[Begin Data excerpts]

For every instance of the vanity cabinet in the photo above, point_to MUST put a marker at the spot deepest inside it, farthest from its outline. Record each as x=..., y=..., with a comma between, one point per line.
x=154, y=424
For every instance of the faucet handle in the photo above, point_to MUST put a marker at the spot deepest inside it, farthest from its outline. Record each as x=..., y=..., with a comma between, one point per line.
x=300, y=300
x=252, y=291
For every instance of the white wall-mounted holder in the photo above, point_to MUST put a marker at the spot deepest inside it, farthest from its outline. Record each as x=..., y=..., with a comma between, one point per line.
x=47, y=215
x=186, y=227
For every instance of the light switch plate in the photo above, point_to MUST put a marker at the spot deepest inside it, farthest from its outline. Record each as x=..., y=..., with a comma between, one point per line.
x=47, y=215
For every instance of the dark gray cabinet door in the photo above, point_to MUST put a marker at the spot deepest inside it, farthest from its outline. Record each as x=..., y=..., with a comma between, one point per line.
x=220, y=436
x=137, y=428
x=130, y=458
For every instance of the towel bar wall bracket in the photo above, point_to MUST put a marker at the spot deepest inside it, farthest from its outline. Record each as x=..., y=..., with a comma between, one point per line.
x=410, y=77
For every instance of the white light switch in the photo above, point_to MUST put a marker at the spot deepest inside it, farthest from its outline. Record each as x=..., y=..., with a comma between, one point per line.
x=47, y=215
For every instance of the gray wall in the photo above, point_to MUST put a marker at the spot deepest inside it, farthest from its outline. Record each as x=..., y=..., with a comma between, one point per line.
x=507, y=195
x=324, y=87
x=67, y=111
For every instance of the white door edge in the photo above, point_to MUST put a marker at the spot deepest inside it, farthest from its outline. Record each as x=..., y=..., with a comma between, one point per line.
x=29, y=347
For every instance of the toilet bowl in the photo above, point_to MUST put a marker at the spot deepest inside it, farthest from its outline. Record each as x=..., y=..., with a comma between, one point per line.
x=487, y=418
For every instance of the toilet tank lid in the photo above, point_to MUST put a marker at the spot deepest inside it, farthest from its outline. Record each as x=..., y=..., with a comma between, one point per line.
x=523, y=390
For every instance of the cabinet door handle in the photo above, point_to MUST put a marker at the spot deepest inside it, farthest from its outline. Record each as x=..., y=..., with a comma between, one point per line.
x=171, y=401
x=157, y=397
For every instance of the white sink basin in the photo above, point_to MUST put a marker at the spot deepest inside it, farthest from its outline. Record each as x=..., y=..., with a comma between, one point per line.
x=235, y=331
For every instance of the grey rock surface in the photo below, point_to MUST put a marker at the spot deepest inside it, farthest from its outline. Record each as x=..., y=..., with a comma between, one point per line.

[End Data excerpts]

- Your goal
Rescale the part that opens with the line containing "For every instance of the cabinet" and closes with the line containing "x=157, y=397", giving every one of those lines again, request included. Multiply each answer coordinate by 1.7 and round to a whole number, rounding halves up, and leave the request wording and its format sample unchanged.

- Worked answer
For every instance of the cabinet door handle in the photo above, point_to MUST put a marker at the spot deepest inside it, farthest from its outline. Record each as x=..., y=..., with a comma between, one point per line.
x=291, y=682
x=267, y=675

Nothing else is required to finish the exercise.